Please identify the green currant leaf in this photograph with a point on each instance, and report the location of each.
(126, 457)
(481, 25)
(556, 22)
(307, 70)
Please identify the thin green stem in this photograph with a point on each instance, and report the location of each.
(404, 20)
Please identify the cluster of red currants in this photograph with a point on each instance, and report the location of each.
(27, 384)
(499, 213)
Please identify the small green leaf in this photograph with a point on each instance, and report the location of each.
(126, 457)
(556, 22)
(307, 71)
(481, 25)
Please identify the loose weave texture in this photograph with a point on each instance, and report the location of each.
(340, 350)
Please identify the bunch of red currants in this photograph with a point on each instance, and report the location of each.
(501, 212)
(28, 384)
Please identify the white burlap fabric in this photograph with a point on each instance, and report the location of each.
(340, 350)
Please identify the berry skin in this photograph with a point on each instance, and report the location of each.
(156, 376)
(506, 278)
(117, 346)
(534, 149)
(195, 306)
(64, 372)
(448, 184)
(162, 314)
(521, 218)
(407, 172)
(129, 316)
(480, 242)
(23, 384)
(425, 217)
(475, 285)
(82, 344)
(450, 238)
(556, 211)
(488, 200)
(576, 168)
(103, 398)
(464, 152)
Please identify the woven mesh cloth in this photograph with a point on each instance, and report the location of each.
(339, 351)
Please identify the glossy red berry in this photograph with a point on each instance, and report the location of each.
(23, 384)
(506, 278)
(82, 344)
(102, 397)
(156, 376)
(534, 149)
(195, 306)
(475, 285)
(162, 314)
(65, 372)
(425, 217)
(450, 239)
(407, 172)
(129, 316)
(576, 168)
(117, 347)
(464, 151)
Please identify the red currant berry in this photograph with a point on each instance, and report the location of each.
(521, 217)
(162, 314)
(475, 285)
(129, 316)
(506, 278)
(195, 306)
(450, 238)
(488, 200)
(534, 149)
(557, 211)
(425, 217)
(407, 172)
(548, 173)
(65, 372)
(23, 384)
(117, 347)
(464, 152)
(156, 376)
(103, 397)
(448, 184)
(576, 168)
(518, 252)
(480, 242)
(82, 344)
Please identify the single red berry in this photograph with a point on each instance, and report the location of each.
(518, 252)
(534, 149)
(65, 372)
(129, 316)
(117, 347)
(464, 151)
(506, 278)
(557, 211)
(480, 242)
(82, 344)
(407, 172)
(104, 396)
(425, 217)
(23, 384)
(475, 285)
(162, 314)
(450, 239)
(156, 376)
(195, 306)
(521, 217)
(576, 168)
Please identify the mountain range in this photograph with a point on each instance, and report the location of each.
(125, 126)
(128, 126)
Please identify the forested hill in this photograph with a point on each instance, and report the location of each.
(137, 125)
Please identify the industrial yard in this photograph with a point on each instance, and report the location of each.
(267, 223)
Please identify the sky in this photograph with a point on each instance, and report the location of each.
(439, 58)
=-=-=-=-=
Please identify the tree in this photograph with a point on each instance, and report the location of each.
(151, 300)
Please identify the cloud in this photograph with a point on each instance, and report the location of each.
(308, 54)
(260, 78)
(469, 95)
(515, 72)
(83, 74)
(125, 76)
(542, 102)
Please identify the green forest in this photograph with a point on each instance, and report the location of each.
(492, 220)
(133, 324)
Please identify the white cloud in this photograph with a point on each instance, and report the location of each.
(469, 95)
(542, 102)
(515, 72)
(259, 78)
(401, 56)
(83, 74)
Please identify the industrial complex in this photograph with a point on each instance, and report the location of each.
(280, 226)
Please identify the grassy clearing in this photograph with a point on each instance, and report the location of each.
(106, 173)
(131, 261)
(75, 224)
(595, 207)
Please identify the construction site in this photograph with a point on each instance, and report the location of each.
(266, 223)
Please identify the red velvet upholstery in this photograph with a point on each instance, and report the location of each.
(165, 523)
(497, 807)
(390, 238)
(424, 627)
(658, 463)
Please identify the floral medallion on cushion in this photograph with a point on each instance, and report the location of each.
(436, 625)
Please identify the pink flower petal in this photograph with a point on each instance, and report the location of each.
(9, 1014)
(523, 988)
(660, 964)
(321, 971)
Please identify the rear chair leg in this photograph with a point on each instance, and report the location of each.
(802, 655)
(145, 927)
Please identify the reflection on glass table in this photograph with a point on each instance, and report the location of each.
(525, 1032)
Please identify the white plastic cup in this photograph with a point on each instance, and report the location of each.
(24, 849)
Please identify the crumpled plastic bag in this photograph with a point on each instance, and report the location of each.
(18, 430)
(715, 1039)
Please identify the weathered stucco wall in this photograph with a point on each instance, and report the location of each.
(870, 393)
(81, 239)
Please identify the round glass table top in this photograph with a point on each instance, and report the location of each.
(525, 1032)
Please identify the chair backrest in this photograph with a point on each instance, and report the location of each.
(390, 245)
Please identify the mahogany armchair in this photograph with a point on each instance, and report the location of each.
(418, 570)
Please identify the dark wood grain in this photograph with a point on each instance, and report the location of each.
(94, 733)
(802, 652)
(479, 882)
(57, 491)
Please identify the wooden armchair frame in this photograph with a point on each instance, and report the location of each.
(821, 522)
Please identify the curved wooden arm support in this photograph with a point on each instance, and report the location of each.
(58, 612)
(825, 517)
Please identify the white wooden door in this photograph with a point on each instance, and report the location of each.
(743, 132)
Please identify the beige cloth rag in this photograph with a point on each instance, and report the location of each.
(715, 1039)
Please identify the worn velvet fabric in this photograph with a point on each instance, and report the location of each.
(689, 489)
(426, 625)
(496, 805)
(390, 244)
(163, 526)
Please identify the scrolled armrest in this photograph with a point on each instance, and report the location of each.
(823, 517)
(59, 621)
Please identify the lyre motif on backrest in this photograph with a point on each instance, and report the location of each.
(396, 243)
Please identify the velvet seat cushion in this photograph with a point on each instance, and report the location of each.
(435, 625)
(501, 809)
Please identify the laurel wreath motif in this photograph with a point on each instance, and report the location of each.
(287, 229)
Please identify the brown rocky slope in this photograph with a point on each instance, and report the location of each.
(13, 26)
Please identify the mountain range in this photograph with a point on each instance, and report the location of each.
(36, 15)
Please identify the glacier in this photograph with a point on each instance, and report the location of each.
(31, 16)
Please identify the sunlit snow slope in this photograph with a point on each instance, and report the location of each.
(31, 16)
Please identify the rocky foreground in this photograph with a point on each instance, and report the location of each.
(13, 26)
=-=-=-=-=
*What to work on*
Gather every row above that contains the word "leaf", copying each row in full. Case counts.

*Solution for this exercise*
Please identify the green currant leaf in this photograph with a point on each instance, and report the location of each.
Please identify the small green leaf in this photograph with a point on each instance, and report the location of each.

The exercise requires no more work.